• Written task: Please pick out every line in the records below that contains the string "skin" and copy each of those lines.

• Raw records:
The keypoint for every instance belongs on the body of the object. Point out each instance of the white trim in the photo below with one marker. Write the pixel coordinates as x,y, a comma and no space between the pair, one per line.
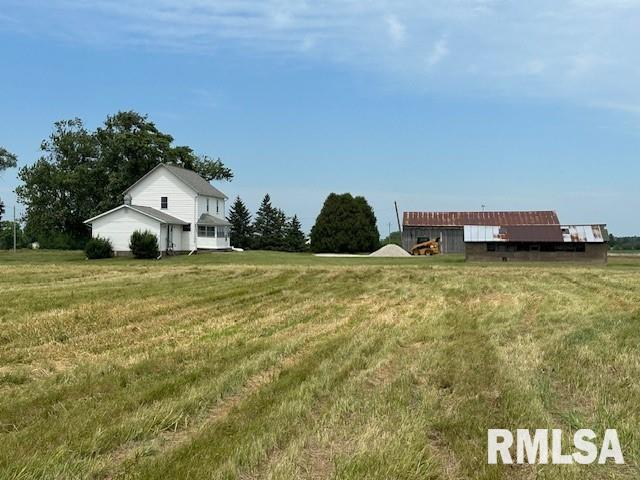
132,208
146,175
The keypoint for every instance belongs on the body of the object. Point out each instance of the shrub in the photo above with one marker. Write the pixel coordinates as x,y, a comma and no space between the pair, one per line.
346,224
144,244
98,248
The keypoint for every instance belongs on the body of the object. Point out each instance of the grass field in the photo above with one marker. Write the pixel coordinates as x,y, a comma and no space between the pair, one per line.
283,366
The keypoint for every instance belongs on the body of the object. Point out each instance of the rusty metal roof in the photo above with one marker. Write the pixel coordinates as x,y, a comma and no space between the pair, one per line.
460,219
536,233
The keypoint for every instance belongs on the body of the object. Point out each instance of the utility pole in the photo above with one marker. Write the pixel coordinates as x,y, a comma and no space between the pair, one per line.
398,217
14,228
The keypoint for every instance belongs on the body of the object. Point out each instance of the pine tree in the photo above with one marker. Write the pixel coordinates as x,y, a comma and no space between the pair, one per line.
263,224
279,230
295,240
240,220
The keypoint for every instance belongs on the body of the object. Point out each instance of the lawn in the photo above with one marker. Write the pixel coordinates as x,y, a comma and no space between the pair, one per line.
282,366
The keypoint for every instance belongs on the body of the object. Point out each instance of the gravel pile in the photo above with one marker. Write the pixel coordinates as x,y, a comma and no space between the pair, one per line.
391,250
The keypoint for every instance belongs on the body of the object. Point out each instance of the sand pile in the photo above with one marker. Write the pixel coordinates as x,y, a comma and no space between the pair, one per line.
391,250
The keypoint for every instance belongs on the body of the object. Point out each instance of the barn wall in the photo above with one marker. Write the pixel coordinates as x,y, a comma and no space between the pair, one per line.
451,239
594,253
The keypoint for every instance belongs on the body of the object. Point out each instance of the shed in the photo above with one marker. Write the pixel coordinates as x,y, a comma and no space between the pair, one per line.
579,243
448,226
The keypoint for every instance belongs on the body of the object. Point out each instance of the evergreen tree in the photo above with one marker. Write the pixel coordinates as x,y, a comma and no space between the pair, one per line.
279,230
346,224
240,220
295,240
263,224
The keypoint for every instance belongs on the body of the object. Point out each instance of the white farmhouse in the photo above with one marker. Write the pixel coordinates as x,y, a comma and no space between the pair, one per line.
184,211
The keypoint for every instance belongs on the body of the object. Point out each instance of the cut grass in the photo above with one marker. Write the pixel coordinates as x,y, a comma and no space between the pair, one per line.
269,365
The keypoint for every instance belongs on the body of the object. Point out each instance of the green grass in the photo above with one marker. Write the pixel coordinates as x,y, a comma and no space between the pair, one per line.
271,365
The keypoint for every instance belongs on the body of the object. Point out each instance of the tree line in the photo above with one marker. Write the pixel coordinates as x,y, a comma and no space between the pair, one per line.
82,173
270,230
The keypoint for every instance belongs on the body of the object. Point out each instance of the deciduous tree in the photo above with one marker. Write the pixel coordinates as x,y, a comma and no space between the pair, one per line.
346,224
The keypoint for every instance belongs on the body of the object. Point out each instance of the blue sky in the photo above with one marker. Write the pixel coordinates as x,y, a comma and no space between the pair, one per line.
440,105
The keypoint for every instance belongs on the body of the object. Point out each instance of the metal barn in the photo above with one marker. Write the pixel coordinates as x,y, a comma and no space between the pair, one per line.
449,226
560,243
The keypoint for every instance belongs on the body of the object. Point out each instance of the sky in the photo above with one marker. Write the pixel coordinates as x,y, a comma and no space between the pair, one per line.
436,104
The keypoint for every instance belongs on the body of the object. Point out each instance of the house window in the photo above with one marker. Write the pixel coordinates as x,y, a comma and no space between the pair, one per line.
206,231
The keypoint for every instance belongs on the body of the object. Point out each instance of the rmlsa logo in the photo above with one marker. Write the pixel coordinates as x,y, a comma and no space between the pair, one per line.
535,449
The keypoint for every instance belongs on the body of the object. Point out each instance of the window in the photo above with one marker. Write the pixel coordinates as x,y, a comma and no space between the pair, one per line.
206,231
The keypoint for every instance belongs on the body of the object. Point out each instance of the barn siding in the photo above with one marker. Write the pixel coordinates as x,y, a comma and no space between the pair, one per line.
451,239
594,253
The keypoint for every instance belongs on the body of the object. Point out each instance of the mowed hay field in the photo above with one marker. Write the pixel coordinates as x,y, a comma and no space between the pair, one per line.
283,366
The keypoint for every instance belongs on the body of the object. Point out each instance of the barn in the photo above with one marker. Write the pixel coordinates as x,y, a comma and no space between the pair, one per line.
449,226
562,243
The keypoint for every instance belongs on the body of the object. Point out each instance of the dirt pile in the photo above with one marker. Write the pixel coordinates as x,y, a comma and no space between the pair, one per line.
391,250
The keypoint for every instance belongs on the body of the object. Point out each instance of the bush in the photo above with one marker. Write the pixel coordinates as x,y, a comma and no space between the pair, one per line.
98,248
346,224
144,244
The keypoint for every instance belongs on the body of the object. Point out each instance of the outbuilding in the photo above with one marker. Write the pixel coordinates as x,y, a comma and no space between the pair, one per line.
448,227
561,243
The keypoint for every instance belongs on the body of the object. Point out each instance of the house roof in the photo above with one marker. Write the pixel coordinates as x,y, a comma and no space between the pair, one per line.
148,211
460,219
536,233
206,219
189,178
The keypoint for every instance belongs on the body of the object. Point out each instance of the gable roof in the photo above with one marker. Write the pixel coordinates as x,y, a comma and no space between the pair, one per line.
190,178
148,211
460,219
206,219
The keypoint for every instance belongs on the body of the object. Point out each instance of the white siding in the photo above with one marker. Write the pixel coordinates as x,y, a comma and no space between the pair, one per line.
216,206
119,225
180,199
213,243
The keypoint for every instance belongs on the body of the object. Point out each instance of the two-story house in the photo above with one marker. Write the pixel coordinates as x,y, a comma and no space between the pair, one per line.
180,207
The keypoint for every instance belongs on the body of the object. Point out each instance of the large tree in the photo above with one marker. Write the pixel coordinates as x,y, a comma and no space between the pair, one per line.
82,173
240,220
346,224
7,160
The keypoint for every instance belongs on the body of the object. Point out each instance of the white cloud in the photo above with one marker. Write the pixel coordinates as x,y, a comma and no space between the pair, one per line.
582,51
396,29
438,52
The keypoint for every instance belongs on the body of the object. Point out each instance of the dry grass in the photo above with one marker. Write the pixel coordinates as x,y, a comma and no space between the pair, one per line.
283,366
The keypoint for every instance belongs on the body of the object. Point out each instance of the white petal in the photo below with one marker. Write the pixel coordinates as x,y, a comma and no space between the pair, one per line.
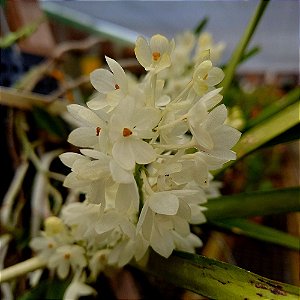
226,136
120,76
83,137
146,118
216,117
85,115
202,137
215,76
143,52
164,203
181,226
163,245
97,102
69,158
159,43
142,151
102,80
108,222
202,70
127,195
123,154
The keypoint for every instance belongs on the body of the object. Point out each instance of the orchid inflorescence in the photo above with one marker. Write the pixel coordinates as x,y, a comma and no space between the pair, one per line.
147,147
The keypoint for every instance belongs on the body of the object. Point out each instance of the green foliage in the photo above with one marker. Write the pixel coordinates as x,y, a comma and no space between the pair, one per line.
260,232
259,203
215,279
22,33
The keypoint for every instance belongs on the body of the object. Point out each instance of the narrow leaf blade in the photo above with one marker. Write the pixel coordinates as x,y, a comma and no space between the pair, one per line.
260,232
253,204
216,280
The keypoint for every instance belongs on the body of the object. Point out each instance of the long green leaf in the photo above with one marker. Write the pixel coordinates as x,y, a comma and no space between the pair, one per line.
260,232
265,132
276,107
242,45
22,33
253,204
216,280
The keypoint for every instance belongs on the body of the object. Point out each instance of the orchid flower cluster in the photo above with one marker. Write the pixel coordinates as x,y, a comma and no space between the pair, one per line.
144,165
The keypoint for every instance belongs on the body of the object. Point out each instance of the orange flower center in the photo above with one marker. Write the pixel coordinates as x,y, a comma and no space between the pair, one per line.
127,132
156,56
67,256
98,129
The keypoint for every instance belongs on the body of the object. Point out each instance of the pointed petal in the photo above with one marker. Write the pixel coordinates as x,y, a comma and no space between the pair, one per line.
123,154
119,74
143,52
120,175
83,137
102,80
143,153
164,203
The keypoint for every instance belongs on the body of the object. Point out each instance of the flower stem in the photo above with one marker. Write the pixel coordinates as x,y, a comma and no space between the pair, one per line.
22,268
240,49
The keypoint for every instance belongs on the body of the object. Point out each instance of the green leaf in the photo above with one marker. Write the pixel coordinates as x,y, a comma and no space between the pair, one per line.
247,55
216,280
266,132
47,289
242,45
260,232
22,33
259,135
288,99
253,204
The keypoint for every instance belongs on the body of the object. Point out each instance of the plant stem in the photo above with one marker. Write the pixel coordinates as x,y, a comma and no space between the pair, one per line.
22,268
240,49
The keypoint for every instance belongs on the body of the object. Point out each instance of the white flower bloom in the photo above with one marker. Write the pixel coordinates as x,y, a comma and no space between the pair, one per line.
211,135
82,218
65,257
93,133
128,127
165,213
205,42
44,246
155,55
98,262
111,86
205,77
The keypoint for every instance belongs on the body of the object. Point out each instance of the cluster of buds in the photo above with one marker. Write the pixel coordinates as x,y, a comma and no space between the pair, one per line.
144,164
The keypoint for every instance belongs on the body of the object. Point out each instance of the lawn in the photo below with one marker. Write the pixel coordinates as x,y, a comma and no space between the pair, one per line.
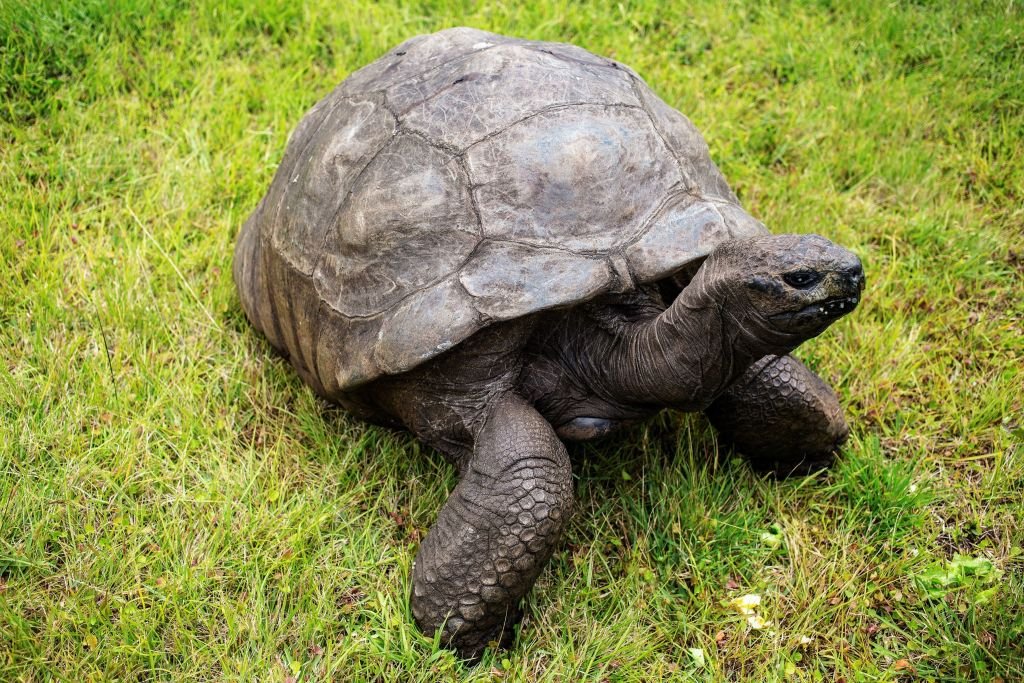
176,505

---

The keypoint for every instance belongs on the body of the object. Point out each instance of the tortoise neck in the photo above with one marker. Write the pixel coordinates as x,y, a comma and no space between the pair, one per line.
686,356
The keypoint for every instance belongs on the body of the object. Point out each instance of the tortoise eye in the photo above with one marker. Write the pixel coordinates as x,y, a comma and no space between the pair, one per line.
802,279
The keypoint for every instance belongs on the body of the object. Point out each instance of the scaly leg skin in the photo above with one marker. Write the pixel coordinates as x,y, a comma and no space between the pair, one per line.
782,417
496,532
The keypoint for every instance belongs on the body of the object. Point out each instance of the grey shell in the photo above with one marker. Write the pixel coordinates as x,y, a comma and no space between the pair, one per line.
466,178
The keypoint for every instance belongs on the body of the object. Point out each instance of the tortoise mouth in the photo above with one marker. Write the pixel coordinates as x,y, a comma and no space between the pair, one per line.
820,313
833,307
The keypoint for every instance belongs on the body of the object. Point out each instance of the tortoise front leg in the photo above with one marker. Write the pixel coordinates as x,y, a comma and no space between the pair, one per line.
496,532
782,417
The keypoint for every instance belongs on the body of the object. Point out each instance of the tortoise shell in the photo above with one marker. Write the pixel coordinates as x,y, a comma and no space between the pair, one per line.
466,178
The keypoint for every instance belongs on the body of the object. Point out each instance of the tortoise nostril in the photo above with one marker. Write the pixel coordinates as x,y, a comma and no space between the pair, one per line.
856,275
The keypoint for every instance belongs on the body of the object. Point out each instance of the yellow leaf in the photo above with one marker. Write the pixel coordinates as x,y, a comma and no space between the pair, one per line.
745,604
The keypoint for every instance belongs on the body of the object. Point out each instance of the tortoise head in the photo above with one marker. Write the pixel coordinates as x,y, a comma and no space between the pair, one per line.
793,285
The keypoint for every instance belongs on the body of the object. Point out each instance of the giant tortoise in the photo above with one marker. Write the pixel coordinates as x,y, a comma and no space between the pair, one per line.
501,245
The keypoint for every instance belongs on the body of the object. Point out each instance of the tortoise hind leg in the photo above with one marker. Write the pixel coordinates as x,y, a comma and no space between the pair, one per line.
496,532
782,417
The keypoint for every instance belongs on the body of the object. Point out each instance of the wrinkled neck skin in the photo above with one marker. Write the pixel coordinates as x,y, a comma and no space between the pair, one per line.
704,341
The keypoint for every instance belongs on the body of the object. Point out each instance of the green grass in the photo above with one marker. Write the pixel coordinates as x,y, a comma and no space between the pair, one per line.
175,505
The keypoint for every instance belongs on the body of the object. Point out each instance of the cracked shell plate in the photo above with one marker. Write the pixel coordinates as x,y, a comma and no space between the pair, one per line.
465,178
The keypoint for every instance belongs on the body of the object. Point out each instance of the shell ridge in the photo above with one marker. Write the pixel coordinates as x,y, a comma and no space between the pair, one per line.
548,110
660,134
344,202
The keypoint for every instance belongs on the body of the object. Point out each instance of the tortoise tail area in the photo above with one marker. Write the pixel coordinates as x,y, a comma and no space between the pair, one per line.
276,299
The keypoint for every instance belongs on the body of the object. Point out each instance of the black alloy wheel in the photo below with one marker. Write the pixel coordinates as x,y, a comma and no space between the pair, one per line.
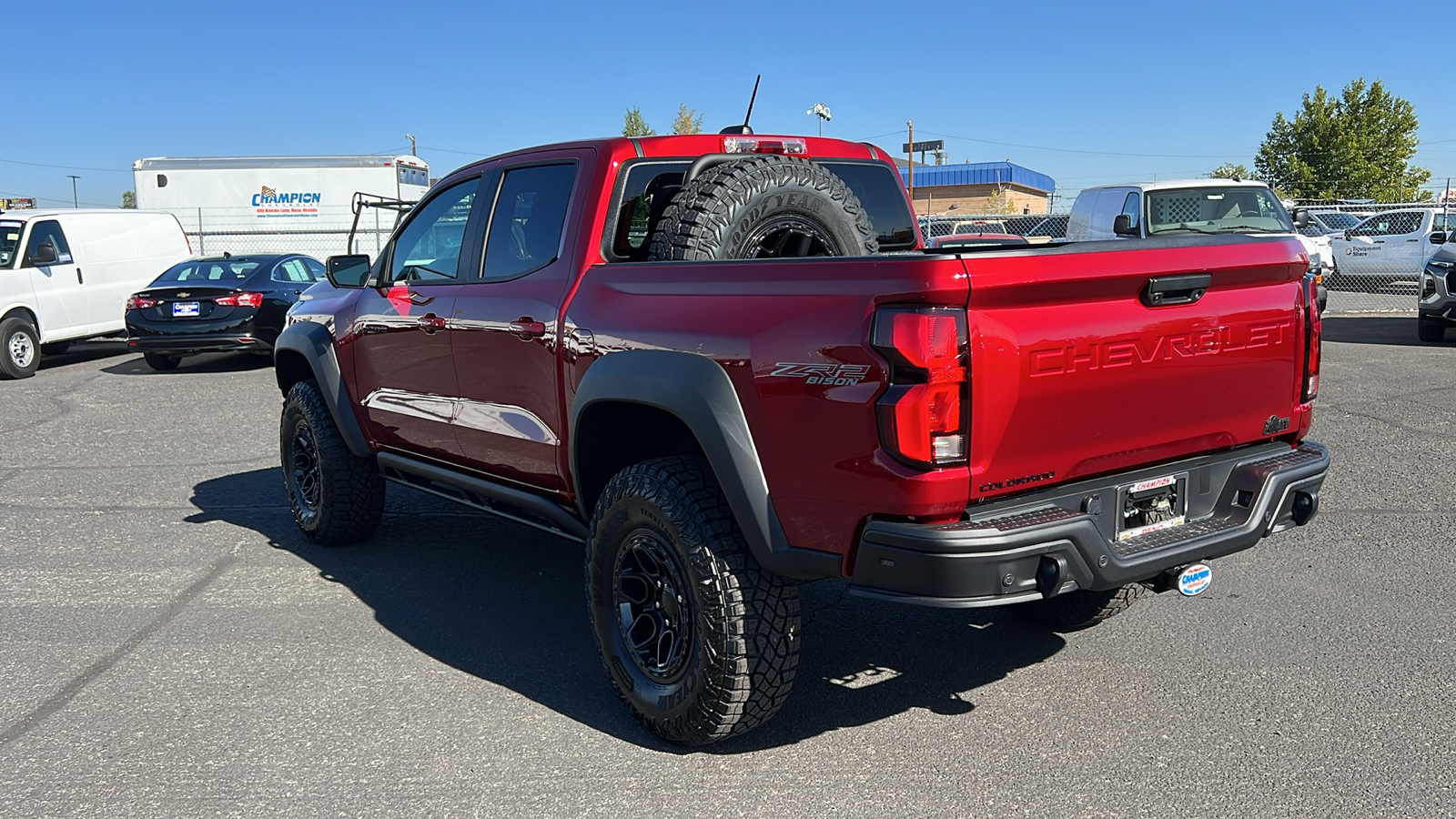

• Result of this task:
The keypoint for every instance belongs on the body of the object. Point out each instance of the scaly leg skin in the photo above with one marker. Write the pixel coordinates as x,y, a comma and no space between the pair, one per line.
The keypoint for every instance belongs on the body of the object. Point out each instance of the wrinkled neck skin in the photo above with one marker. Write the pixel coordinates as x,y, a comma and no space between the pair, one per line.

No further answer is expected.